Render the data as a JSON list of strings with one string per line, starting at the beginning of the data and going on through the line with "negative clicks: (377, 152)", and skip any blank lines. Leave the pictures out of the answer.
☆ ☆ ☆ ☆ ☆
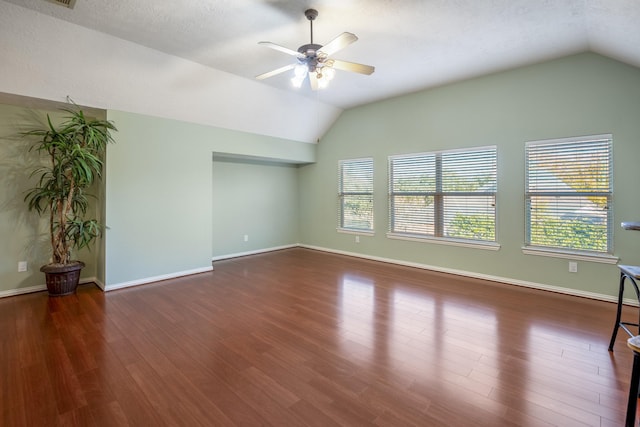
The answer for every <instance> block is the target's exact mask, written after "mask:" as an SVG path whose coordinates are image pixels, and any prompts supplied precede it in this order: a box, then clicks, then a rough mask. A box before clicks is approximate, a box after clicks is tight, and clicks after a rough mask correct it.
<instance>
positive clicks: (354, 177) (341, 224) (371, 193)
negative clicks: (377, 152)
mask: <svg viewBox="0 0 640 427" xmlns="http://www.w3.org/2000/svg"><path fill="white" fill-rule="evenodd" d="M339 169H340V172H339V180H338V181H339V182H338V186H339V189H338V200H339V209H338V210H339V217H340V219H339V227H340V228H343V229H347V230H356V231H357V230H361V231H373V159H372V158H363V159H349V160H341V161H340V162H339Z"/></svg>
☆ ☆ ☆ ☆ ☆
Solution:
[
  "The answer for every <instance> block is the target's exact mask, written after \"mask:\" as an SVG path whose coordinates are image pixels, and any prompts supplied precede it in this order: a box, then clicks, then a rough mask. A box before clicks is approximate, a box after clicks is tight, and clicks after a rough mask correct it.",
  "<instance>",
  "positive clicks: (354, 177) (341, 224) (371, 193)",
  "negative clicks: (377, 152)"
]